> **Material provided**
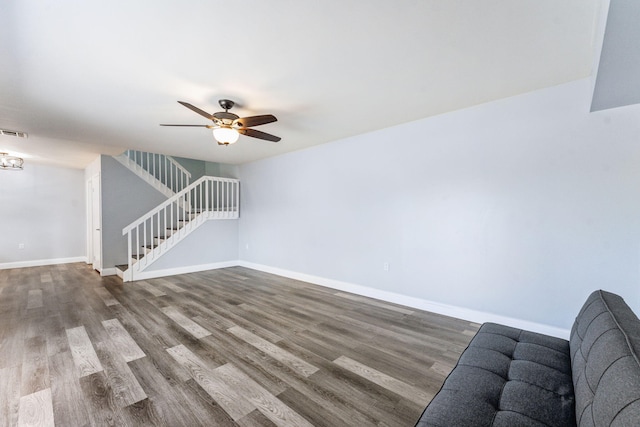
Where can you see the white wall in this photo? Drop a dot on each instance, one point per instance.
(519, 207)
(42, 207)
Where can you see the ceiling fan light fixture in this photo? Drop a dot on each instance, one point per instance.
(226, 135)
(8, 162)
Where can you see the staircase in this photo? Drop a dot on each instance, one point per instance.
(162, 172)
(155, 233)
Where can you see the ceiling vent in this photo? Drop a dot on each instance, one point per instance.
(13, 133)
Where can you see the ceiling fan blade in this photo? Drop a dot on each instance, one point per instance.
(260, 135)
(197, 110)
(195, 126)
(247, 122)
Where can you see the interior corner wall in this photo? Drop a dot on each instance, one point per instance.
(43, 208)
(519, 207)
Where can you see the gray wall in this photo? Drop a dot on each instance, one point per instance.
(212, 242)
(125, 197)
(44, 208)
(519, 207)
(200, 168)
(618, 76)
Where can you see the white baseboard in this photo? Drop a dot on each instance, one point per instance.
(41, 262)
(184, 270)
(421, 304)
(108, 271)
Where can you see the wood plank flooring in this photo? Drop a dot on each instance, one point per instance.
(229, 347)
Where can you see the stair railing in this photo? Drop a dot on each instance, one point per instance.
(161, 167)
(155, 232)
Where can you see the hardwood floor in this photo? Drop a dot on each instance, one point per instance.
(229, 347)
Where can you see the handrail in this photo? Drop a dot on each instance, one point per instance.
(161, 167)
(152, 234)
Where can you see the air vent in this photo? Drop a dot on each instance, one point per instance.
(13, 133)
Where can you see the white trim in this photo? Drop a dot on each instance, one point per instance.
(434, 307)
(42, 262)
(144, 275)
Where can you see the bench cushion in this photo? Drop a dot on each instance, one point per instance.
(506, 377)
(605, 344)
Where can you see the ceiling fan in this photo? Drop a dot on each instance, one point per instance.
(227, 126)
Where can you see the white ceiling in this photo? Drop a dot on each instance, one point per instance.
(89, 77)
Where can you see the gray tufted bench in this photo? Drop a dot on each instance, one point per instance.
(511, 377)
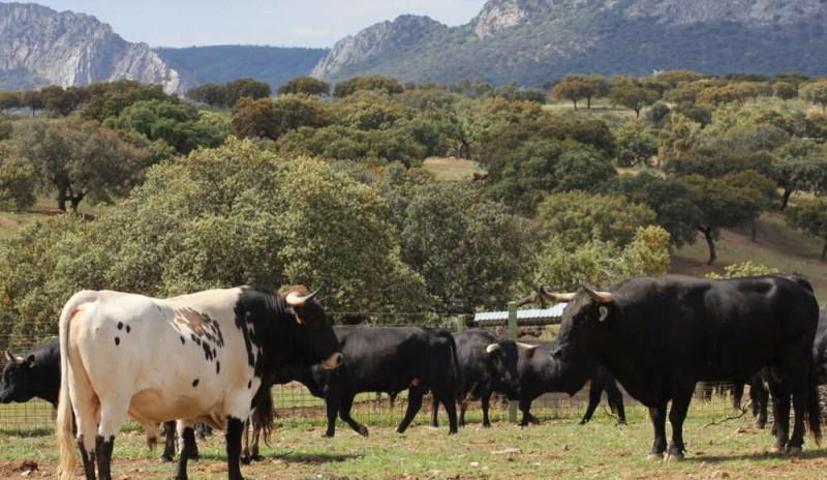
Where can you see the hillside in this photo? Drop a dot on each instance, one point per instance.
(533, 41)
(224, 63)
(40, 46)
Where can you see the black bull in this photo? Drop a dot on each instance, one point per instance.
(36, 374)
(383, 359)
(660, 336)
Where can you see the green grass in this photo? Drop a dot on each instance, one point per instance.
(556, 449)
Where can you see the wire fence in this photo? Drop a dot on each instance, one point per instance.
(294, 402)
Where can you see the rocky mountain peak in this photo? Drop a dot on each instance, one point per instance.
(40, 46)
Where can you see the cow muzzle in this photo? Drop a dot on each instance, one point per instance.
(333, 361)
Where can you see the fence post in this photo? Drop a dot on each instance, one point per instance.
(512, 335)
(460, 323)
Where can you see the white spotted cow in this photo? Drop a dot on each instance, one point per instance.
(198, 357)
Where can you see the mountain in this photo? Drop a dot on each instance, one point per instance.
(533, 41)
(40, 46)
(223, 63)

> **Directions for this task**
Rewrite the lines above as a numbered list, skipping any blank lines and leaving out the pictures.

> **Expected answer**
1. Where can you see the white wall in this photo? Drop a dot on each instance, one point per instance.
2. (519, 207)
3. (42, 207)
4. Where can you see the ceiling fan light fixture in this photo? Drop a dot on each instance, one point per instance.
5. (226, 135)
6. (8, 162)
7. Where can you see the staircase in this photo? Drop a dot on each instance, one point per instance.
8. (162, 172)
9. (155, 233)
10. Where can you see the ceiling vent in this photo? Drop a dot on each instance, one point per instance.
11. (13, 133)
12. Where can you see the ceiling fan blade in this photo? Drop a dot on each instance, one point per instance.
13. (260, 135)
14. (197, 110)
15. (195, 126)
16. (247, 122)
17. Where can you see the interior corner wall in this photo? Drop a dot on each instance, one point per instance.
18. (43, 208)
19. (519, 207)
20. Where can you see the gray wall in this photo? Drop a dot on each instance, one point per instance.
21. (212, 242)
22. (125, 197)
23. (44, 208)
24. (519, 207)
25. (200, 168)
26. (618, 76)
27. Where can you see the white baseboard in this photo? Drop a dot on each instance, one point per instance.
28. (41, 262)
29. (184, 270)
30. (421, 304)
31. (108, 271)
32. Where can you see the wood plank flooring in this photo? Drop a dot on each instance, one point per instance.
33. (229, 347)
34. Where can you see the stair railing in this photo? Drop a dot on each instance, one point per instance.
35. (161, 167)
36. (155, 232)
37. Where can you see the hardwood floor in this photo? Drop a dot on each instance, one point per instance.
38. (229, 347)
39. Where can you see the handrail in this photo? Drop a dot on each instance, one point per instance.
40. (161, 167)
41. (152, 234)
42. Where can you see the air vent in this photo? Drop a dot on each instance, one point per instance.
43. (13, 133)
44. Where can you see the white trim in this photo? Drop a dot on each instance, one point per instance.
45. (434, 307)
46. (42, 262)
47. (144, 275)
48. Where can you see the bench cushion in this photo? Drop a dot on each instance, one point per instance.
49. (506, 377)
50. (605, 344)
51. Where can you see the ceiling fan in this photo? Drop a dot on each instance, one point per instance.
52. (227, 126)
53. Where can you see the white ceiling in this photo? Drop a dot on each instance, one point per instance.
54. (89, 77)
55. Where can you see the gray tufted bench in this photo? Drop a dot on each instance, one point per instance.
56. (511, 377)
57. Where can you see the hillside in this photo? Drop a dot on each instance, one point per instance.
58. (533, 41)
59. (224, 63)
60. (40, 46)
61. Where can you see the black bull in this photo? Drop a dot on each instance, one point per instance.
62. (36, 374)
63. (383, 359)
64. (660, 336)
65. Where can you see the green grass in this photo? Drop a dot on each instance, one point per instance.
66. (556, 449)
67. Where can you see the wire fence in this photo? Drop a dot on each instance, one point per instance.
68. (294, 402)
69. Where can you see the rocky mountain peak in this photo? Drop a dot on each instance, one point per instance.
70. (40, 46)
71. Where can you see the cow muzzle in this photo? Drop a dot on each instance, one point per instance.
72. (333, 361)
73. Where can you see the fence post in this photo? Drop a dot on each instance, one point per instance.
74. (512, 335)
75. (460, 323)
76. Where can you see the white spotted cow in this photo? Drop a dot on each instance, one point per instance.
77. (198, 357)
78. Where can you see the mountain in this photo? Drop a dot on each instance, one point per instance.
79. (533, 41)
80. (40, 46)
81. (223, 63)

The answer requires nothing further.